WHAT THE TASK REQUIRES:
In the records below, copy verbatim the lines from the one containing "Each instance of the black" to the one containing "[[582, 280]]", including both.

Dataset records on object locations:

-- -- --

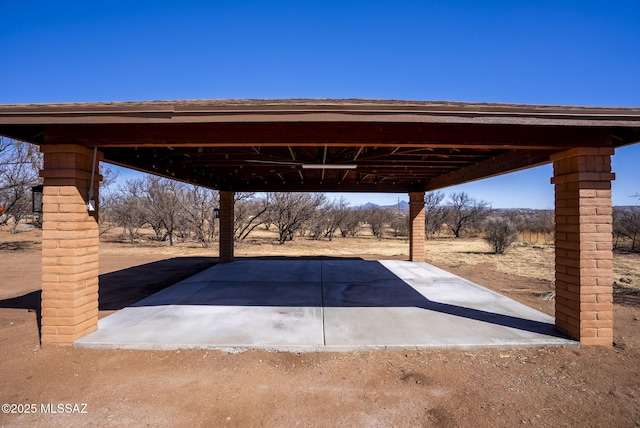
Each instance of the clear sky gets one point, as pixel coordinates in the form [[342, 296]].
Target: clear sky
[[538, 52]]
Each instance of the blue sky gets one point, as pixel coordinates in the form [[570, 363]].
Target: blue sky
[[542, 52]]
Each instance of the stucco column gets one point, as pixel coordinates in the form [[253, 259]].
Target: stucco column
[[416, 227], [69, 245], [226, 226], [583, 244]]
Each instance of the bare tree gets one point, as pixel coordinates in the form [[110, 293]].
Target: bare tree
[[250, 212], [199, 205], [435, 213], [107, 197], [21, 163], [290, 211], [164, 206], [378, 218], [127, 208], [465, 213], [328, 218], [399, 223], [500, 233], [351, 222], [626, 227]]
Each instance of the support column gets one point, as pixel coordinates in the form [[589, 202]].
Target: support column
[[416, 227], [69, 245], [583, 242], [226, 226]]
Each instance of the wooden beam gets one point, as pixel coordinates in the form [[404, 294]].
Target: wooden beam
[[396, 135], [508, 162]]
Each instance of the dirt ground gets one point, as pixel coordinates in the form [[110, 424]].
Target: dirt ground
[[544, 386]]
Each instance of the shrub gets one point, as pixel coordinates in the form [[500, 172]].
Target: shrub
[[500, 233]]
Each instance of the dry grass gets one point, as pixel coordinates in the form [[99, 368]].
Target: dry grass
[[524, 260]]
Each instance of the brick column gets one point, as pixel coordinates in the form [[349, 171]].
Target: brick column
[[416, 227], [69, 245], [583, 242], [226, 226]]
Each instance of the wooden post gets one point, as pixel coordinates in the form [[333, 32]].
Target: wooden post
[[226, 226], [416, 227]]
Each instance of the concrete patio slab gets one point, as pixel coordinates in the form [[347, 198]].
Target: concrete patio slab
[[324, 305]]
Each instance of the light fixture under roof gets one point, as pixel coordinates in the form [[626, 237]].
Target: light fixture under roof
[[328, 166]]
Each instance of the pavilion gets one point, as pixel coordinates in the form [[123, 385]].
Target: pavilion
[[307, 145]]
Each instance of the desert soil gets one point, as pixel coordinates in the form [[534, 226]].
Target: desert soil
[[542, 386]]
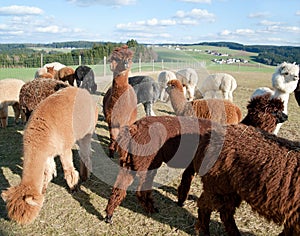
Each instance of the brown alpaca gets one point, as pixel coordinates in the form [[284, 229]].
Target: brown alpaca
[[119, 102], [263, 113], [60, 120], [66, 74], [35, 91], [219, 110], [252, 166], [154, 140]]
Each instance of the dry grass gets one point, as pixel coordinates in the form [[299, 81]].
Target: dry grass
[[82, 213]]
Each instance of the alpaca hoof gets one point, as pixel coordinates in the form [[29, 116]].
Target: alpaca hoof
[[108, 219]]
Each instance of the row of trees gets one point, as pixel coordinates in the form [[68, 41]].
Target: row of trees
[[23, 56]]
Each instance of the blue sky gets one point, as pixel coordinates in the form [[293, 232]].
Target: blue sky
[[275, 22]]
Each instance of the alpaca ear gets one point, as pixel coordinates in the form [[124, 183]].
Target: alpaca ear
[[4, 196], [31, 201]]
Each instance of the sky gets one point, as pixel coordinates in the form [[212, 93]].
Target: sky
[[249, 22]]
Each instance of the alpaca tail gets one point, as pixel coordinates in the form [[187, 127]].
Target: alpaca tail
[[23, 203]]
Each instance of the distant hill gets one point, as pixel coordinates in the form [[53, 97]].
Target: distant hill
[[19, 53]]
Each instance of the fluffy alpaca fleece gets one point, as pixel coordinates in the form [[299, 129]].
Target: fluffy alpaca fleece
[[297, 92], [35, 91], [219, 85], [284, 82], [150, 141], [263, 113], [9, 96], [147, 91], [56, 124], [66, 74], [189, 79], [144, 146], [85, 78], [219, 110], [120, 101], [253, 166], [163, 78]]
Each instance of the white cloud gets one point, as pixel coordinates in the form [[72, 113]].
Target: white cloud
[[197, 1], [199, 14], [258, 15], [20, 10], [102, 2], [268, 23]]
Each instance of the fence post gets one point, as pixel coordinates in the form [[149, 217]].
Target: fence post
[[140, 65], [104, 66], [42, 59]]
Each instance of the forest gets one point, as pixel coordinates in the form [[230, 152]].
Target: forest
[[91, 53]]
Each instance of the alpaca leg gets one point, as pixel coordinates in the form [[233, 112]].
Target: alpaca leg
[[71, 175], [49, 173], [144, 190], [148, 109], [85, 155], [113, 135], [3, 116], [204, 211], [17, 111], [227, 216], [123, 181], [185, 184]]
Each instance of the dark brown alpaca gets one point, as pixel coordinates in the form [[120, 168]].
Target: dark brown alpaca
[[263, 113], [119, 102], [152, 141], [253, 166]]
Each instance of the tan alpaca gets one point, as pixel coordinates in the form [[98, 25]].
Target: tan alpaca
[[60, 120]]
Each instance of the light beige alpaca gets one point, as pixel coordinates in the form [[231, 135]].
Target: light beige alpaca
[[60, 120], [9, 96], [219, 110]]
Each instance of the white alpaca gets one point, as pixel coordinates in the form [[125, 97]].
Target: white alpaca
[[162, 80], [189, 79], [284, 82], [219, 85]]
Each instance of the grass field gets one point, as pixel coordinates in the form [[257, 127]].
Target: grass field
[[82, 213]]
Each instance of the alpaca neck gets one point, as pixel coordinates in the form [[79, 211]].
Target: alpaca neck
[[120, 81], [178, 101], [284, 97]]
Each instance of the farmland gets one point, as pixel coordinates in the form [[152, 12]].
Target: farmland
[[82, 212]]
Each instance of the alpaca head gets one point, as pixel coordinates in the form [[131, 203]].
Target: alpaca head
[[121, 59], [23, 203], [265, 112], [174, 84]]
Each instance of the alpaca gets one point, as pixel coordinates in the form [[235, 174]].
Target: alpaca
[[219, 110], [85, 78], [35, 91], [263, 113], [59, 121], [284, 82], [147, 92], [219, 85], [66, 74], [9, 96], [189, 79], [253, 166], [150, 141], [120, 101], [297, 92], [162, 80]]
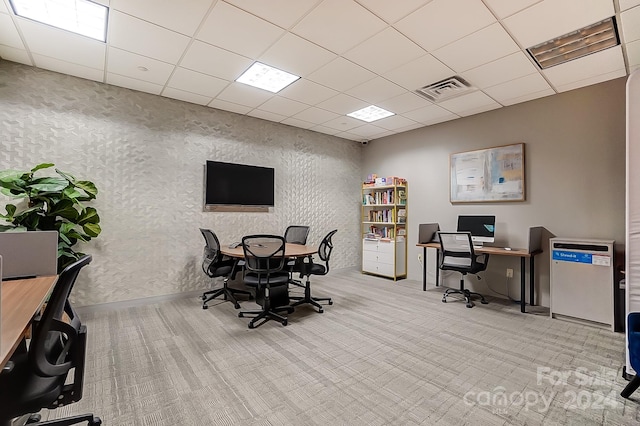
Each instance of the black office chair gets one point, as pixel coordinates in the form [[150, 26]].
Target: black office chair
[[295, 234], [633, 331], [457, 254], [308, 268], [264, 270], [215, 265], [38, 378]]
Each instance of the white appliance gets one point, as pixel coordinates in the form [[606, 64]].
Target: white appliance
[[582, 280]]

-- -- --

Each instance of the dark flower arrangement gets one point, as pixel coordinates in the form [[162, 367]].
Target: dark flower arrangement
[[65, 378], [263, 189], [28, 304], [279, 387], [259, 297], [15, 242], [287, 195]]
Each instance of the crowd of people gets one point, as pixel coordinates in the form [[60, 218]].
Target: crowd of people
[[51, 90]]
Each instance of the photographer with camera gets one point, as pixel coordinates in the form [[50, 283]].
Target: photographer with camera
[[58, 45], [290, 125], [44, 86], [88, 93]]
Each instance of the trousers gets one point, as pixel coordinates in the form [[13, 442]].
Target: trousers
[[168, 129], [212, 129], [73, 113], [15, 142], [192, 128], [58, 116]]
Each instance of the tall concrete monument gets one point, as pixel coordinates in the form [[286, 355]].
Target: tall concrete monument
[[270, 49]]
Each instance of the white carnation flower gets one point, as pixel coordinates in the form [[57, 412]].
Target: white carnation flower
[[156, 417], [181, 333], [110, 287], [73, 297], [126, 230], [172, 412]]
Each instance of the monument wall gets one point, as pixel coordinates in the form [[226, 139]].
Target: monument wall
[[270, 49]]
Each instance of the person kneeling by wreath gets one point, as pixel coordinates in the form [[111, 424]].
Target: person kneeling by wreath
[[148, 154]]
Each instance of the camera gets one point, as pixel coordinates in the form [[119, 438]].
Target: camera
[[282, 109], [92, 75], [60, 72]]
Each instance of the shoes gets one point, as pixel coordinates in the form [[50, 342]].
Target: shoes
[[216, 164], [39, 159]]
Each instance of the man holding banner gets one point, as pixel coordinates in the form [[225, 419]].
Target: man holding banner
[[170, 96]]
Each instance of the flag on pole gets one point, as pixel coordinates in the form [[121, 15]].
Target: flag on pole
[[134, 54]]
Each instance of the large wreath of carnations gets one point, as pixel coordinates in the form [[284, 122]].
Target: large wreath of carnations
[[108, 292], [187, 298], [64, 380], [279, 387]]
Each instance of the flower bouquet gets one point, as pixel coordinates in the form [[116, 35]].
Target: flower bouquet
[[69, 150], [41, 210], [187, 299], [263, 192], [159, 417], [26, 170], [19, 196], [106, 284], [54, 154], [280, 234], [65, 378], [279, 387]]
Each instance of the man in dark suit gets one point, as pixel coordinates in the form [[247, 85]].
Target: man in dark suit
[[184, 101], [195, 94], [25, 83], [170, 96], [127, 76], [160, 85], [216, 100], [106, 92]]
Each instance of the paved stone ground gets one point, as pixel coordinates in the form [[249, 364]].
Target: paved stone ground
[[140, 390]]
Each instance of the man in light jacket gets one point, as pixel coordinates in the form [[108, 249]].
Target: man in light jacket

-- -- --

CORRECT RESULT:
Each instance of the black office chair gets one point, as pixel coordinates in the form [[150, 26]].
Target: black office chair
[[295, 234], [633, 331], [457, 254], [308, 268], [264, 270], [215, 265], [38, 378]]
Each instance of the white appliance gets one point, as pixel coordinates in the form [[606, 64]].
Target: white appliance
[[582, 280]]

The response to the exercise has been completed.